TASK INSTRUCTIONS —
(A) From the opinion, print the passage that begins at the words "Case ID: okla_177/html/0448-01.html" and stops after the words "for personal injury.", reproducing it without alteration.
(B) According to the opinion, on what date was rehearing denied?
-- Begin PAGE --
Case ID: okla_177/html/0448-01.html
Source: Caselaw Access Project
Author: {"author": "RILEY, J.", "license": "Public Domain", "url": "https://static.case.law/"}
Date Created: 2024-08-24T03:29:51.129683

GRAVES et al. v. HARRINGTON.
    No. 26089.
    June 23, 1936.
    Rehearing Denied Sept. 15, 1936.
    George F. Short and Welcome D. Pierson, for plaintiffs in error.
    Priest & Belisle, for defendant in error.
   RILEY, J.

This action was commenced by defendant in error, Geneva Harrington, a minor, by J. J. Harrington, next' friend, against H. W. Graves, Dixie Cab Company, a corporation, and Central Mutual Insurance Company, a corporation, to recover damages for personal injury.
-- End PAGE --
-- Begin DATA EXTRACT --
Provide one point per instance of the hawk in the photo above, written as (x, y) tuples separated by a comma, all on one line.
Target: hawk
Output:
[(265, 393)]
-- End DATA EXTRACT --
WORKED SOLUTIONS —
(A)
Case ID: okla_177/html/0448-01.html
Source: Caselaw Access Project
Author: {"author": "RILEY, J.", "license": "Public Domain", "url": "https://static.case.law/"}
Date Created: 2024-08-24T03:29:51.129683

GRAVES et al. v. HARRINGTON.
    No. 26089.
    June 23, 1936.
    Rehearing Denied Sept. 15, 1936.
    George F. Short and Welcome D. Pierson, for plaintiffs in error.
    Priest & Belisle, for defendant in error.
   RILEY, J.

This action was commenced by defendant in error, Geneva Harrington, a minor, by J. J. Harrington, next' friend, against H. W. Graves, Dixie Cab Company, a corporation, and Central Mutual Insurance Company, a corporation, to recover damages for personal injury.

(B) September 15, 1936.